Reproduce the records word for word, from the very first line through the line containing "x=210, y=243", with both of those lines included.

.....

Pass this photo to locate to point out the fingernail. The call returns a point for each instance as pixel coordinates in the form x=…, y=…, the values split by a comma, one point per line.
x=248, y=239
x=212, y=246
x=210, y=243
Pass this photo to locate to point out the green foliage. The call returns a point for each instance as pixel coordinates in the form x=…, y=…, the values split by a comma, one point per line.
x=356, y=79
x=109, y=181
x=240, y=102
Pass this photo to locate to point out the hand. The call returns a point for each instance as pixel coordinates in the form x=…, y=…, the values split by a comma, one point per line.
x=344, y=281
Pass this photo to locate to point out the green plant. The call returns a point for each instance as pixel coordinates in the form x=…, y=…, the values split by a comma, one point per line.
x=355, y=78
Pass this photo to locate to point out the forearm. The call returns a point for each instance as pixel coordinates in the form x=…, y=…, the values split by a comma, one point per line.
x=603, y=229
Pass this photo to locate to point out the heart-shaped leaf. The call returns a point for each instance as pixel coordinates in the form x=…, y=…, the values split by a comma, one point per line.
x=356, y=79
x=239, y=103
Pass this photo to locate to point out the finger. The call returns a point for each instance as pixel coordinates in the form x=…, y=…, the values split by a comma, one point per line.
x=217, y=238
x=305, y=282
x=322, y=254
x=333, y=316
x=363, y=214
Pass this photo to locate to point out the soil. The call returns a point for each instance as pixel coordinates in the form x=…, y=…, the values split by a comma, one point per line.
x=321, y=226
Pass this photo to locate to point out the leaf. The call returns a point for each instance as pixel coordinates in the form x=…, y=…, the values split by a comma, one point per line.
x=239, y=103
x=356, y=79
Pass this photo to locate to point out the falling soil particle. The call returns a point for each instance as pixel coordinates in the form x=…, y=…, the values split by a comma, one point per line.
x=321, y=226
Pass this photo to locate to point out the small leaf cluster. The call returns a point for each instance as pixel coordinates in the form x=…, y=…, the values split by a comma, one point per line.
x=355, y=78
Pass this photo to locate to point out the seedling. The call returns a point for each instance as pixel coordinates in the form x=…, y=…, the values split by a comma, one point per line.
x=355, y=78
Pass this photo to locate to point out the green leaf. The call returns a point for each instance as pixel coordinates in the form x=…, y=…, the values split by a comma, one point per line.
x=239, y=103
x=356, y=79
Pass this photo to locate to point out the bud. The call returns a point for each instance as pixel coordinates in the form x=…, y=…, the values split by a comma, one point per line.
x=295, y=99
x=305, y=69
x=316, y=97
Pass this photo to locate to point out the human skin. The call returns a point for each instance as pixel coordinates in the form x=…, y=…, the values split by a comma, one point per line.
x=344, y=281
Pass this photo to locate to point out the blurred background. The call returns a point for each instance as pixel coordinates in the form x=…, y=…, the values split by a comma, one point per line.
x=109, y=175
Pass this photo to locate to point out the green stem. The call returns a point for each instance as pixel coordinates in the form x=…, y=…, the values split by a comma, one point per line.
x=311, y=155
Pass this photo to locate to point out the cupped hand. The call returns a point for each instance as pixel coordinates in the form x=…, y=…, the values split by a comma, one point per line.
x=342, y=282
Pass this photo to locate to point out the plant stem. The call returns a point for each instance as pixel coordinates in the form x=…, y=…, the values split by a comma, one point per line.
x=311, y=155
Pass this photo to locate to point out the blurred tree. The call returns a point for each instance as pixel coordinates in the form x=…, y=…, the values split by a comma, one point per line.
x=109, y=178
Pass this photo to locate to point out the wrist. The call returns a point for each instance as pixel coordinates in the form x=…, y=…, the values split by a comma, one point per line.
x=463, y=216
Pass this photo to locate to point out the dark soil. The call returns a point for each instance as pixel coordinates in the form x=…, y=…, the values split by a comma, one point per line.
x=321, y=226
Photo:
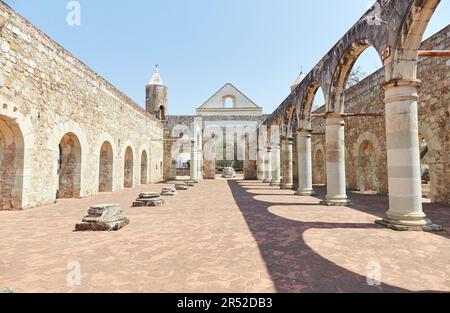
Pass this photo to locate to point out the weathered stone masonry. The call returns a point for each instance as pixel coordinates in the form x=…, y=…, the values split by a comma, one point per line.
x=365, y=137
x=55, y=116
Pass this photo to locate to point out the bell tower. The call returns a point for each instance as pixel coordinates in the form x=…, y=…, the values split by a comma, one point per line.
x=156, y=94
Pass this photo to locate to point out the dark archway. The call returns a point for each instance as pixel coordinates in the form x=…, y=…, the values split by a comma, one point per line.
x=144, y=168
x=106, y=168
x=128, y=178
x=69, y=167
x=11, y=164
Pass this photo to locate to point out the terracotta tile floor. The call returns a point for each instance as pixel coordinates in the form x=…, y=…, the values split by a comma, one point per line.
x=223, y=236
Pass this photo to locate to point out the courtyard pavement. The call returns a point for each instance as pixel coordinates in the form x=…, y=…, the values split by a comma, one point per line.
x=224, y=236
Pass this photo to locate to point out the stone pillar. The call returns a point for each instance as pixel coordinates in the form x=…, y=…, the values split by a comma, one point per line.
x=287, y=167
x=335, y=143
x=260, y=165
x=173, y=170
x=194, y=163
x=403, y=156
x=276, y=173
x=268, y=166
x=200, y=165
x=305, y=187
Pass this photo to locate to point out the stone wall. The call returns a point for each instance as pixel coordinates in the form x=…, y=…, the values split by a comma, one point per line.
x=45, y=94
x=365, y=137
x=218, y=120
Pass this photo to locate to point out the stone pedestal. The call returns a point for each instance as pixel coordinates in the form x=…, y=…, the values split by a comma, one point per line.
x=181, y=186
x=260, y=165
x=287, y=182
x=335, y=141
x=173, y=170
x=148, y=199
x=169, y=192
x=105, y=217
x=305, y=187
x=403, y=154
x=268, y=166
x=276, y=173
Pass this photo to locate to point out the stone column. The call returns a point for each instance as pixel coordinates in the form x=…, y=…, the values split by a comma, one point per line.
x=335, y=143
x=305, y=187
x=268, y=166
x=194, y=163
x=200, y=164
x=403, y=156
x=276, y=173
x=173, y=170
x=260, y=165
x=287, y=167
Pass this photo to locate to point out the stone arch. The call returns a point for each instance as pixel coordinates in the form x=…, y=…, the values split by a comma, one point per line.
x=319, y=166
x=144, y=166
x=128, y=167
x=15, y=159
x=11, y=164
x=69, y=170
x=409, y=38
x=292, y=120
x=367, y=156
x=106, y=167
x=162, y=113
x=436, y=162
x=53, y=144
x=342, y=72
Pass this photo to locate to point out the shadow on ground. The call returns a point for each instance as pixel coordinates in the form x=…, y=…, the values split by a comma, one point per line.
x=292, y=264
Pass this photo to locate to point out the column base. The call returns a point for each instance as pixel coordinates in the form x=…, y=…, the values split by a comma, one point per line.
x=427, y=225
x=305, y=193
x=344, y=202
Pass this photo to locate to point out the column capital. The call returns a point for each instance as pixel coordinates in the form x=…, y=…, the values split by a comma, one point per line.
x=330, y=115
x=402, y=83
x=401, y=90
x=304, y=132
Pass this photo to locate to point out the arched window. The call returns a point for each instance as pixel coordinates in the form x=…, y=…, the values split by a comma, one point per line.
x=229, y=102
x=162, y=113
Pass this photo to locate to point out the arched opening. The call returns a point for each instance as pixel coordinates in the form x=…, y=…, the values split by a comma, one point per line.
x=183, y=164
x=162, y=113
x=357, y=63
x=229, y=102
x=367, y=62
x=144, y=168
x=105, y=182
x=128, y=168
x=366, y=167
x=69, y=167
x=319, y=170
x=319, y=100
x=11, y=164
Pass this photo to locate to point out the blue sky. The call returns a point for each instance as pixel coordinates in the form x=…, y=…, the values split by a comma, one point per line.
x=258, y=45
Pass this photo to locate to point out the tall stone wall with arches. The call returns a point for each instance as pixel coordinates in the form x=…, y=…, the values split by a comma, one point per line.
x=365, y=137
x=56, y=115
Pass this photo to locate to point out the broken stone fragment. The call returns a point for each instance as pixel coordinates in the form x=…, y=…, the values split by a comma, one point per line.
x=169, y=191
x=149, y=195
x=141, y=202
x=181, y=186
x=104, y=217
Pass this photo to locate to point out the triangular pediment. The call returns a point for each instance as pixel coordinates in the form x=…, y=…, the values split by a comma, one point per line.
x=228, y=91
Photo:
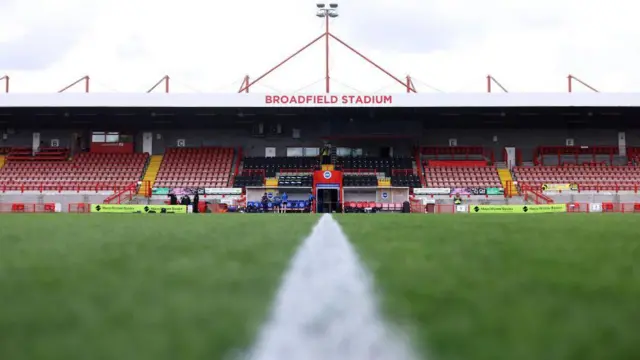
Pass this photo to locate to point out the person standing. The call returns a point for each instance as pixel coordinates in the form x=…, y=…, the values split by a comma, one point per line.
x=285, y=201
x=277, y=203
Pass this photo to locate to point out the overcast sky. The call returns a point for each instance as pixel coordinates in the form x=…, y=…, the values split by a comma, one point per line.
x=208, y=46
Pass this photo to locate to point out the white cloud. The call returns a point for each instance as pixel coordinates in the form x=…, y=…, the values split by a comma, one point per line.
x=127, y=45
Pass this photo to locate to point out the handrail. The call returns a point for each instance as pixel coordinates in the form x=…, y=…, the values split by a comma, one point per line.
x=131, y=189
x=526, y=190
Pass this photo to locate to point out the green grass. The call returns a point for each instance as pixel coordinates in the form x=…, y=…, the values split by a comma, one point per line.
x=468, y=287
x=491, y=287
x=123, y=287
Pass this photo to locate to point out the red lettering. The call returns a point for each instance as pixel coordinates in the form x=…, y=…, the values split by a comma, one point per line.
x=329, y=99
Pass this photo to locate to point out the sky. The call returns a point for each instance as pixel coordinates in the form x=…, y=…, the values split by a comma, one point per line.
x=209, y=46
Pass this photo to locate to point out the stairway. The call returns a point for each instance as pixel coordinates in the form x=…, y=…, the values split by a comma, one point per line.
x=151, y=173
x=505, y=177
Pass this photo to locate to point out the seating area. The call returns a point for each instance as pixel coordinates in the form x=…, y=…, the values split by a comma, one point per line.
x=370, y=206
x=295, y=180
x=207, y=167
x=457, y=153
x=87, y=171
x=462, y=176
x=586, y=176
x=293, y=206
x=249, y=178
x=580, y=155
x=359, y=180
x=274, y=165
x=43, y=154
x=406, y=180
x=374, y=164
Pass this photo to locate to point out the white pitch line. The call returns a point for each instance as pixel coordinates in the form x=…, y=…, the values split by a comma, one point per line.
x=326, y=309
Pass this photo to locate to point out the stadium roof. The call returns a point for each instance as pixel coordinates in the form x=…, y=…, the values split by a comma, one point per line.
x=254, y=100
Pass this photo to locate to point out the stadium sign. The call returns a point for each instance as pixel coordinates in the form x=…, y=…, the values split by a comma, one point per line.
x=255, y=100
x=517, y=209
x=559, y=187
x=461, y=191
x=138, y=209
x=432, y=191
x=223, y=191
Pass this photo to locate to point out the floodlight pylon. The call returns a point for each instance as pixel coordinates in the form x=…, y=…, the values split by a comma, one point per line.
x=5, y=78
x=245, y=84
x=408, y=85
x=86, y=80
x=571, y=79
x=165, y=79
x=491, y=81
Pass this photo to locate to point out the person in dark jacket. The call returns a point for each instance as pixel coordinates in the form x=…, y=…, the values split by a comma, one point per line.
x=196, y=203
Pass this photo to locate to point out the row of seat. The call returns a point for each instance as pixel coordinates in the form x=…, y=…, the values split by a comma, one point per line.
x=377, y=164
x=43, y=154
x=196, y=167
x=274, y=165
x=452, y=176
x=582, y=175
x=85, y=168
x=365, y=206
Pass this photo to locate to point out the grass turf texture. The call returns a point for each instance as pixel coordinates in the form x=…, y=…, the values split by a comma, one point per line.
x=492, y=287
x=191, y=287
x=138, y=287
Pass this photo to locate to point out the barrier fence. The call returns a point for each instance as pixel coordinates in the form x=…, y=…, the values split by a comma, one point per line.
x=29, y=208
x=77, y=187
x=416, y=206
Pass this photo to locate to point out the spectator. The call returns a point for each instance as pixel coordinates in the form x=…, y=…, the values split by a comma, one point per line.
x=311, y=199
x=277, y=203
x=196, y=203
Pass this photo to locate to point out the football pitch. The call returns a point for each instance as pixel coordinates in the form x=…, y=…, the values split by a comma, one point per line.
x=461, y=287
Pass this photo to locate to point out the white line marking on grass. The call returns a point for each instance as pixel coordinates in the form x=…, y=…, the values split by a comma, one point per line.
x=326, y=309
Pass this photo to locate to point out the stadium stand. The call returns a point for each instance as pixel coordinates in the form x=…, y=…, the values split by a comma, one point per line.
x=359, y=180
x=375, y=164
x=273, y=165
x=462, y=176
x=371, y=206
x=585, y=176
x=86, y=171
x=195, y=167
x=249, y=178
x=579, y=155
x=405, y=179
x=295, y=180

.....

THE SOLUTION
Pass this photo to locate to point out the fingernail. The call returns a point for each instance as pixel coordinates in the form x=…, y=…, the values split by a comma, one point per line.
x=248, y=239
x=212, y=246
x=210, y=243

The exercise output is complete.